[RECORDS FOR THIS EXERCISE]

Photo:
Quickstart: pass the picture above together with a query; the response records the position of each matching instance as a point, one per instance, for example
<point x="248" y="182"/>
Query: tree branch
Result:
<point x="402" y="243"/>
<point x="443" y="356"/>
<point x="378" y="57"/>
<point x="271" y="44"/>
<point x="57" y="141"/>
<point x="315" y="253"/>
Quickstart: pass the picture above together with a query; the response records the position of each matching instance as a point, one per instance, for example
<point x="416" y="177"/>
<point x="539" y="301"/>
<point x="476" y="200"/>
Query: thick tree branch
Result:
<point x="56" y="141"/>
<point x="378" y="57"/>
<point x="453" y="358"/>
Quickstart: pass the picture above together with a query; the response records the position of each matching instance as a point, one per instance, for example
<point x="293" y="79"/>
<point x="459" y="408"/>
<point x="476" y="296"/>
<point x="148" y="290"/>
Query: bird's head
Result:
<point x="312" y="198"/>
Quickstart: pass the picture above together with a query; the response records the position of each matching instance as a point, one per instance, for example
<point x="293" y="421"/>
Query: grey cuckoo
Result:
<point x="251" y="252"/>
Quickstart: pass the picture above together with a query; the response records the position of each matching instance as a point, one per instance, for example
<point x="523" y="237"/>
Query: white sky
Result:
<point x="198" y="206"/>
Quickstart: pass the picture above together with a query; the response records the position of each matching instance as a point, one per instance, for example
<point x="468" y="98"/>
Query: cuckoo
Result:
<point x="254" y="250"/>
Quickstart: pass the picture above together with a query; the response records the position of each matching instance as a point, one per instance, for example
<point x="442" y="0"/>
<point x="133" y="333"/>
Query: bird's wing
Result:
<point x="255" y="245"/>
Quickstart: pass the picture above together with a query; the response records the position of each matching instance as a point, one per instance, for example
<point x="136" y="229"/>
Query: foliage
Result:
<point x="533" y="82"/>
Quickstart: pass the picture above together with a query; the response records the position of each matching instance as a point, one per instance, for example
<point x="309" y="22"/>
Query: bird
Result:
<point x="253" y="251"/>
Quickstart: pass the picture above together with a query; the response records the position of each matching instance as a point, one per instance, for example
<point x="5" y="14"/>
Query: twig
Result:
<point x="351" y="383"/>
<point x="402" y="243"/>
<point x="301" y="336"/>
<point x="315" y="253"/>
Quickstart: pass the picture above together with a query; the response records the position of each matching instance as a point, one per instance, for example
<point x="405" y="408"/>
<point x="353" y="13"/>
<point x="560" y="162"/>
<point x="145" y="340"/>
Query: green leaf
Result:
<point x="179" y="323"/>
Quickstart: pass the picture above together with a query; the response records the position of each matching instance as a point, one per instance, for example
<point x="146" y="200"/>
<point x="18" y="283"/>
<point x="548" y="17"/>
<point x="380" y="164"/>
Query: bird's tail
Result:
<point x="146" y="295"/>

[WORK INSTRUCTIONS]
Look above for the line containing "Query: foliage". Output from there through the line containing "Query: twig", exactly and inclusively.

[SOLUTION TO THIS TASK]
Query: foliage
Result:
<point x="533" y="82"/>
Quickstart: pass the picture above together with a query; the response records the position of each matching instance as a point, one per instance, for example
<point x="309" y="22"/>
Query: bird
Result:
<point x="253" y="251"/>
Quickstart: pass the picture above together with a query; the response records the position of each matching instance as a point, one per instance, for example
<point x="5" y="14"/>
Query: twig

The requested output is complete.